Required task:
Write out the records again, requests included, beginning at the first line and stopping after the line that contains "<point>198,189</point>". Shift every coordinate in the answers by -61.

Records for labeling locations
◆ ◆ ◆

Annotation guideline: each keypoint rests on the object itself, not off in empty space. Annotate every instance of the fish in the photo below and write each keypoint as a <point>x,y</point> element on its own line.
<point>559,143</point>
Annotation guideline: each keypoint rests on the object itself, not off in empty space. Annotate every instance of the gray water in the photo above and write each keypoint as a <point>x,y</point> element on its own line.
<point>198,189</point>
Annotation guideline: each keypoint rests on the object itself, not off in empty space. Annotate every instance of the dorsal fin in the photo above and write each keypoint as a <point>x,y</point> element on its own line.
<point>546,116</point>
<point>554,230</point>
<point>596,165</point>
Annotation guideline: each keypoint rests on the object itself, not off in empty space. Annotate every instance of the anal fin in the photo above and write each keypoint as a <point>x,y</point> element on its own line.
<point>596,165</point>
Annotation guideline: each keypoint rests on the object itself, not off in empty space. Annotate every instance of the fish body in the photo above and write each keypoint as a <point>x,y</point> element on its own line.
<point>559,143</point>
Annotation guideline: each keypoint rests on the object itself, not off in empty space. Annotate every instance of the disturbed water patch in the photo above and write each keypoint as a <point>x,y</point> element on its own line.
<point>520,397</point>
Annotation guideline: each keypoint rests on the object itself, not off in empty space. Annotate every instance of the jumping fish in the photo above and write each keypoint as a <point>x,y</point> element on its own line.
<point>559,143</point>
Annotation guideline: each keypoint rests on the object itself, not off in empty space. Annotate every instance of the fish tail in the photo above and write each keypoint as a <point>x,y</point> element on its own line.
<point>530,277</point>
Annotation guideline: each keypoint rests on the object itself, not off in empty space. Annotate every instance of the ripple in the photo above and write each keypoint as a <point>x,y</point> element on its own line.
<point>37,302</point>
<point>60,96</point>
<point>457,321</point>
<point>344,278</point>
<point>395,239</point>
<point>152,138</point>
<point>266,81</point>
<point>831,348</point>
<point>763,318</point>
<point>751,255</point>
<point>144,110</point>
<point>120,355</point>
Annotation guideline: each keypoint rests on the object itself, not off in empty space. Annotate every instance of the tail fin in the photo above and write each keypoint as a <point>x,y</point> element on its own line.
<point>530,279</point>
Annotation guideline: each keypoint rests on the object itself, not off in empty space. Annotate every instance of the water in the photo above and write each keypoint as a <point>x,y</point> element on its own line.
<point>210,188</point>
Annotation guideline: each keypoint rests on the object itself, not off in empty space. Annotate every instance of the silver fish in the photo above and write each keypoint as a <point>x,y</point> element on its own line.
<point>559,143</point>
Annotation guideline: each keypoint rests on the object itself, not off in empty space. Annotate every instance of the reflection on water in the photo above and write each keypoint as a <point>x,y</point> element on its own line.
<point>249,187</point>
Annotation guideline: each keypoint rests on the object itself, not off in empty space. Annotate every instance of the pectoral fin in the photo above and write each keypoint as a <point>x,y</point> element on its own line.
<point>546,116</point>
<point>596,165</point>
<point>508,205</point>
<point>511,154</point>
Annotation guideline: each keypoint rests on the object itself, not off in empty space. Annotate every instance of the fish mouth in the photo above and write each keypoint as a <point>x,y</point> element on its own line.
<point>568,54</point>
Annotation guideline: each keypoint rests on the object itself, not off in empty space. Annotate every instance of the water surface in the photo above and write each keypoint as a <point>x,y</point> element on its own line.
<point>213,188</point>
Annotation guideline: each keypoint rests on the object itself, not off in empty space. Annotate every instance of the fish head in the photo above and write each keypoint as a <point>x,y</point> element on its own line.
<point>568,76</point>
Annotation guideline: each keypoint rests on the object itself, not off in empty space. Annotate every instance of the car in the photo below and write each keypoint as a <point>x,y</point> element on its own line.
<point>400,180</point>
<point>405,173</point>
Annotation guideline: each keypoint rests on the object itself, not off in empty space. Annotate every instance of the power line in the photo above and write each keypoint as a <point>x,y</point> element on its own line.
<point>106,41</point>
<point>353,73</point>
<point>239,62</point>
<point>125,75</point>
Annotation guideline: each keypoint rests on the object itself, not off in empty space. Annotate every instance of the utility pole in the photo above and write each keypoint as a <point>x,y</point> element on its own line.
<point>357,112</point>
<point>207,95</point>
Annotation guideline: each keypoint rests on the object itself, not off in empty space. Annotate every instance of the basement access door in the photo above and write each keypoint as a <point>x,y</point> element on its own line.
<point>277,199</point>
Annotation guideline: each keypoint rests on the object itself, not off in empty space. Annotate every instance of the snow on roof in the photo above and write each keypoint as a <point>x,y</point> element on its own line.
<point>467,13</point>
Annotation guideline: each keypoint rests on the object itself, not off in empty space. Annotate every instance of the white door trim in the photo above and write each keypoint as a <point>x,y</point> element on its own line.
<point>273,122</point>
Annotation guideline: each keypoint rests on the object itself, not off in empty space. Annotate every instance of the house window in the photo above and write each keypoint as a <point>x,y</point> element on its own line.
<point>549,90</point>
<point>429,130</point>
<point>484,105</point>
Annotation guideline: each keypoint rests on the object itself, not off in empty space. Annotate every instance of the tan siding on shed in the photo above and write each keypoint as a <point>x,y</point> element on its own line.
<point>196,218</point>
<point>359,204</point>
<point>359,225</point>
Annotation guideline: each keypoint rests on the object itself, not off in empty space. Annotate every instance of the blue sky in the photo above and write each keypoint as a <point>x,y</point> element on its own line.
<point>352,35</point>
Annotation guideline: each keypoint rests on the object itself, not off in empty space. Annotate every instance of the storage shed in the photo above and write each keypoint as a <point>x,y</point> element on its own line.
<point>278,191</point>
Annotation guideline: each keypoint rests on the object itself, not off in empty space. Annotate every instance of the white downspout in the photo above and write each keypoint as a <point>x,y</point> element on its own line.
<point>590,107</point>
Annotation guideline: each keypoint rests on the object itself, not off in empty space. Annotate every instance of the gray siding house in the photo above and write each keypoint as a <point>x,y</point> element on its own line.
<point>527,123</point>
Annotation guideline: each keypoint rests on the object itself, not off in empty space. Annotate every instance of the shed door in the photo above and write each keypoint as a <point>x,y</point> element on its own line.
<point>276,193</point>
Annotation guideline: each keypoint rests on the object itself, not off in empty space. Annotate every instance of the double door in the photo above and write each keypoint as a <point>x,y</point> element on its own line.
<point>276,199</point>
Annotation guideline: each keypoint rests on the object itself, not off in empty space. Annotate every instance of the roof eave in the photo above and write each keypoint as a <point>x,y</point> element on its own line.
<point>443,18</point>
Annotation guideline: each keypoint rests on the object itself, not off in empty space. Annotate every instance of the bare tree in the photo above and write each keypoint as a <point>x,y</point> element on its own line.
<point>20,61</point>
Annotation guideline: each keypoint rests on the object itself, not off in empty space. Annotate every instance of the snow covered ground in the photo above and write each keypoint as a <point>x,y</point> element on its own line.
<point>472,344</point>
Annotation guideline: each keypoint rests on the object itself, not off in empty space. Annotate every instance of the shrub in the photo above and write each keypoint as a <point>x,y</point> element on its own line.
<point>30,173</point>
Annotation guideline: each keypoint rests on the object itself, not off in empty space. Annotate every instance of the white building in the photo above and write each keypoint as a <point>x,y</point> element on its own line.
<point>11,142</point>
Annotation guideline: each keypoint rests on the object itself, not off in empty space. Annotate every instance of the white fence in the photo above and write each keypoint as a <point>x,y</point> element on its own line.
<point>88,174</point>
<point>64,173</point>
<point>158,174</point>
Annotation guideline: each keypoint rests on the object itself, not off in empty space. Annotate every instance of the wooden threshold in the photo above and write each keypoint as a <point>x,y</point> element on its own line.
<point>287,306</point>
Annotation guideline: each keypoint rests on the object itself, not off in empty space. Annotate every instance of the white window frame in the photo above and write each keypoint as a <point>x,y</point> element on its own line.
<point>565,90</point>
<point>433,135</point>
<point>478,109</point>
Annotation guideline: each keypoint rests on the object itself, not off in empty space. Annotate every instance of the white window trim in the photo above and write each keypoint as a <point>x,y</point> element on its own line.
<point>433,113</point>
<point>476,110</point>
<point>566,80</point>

◆ ◆ ◆

Answer below:
Annotation guideline: each keypoint rests on the object itself, not off in empty space. Annotate every instance of the fish in the photo below and write each keypoint as a <point>x,y</point> element on its own line.
<point>498,82</point>
Annotation guideline: each keypoint rests on the object itself, not off in empty space. Annotate every instance of the gray water in the photo above and write each keypoint as a <point>x,y</point> element on its own line.
<point>137,128</point>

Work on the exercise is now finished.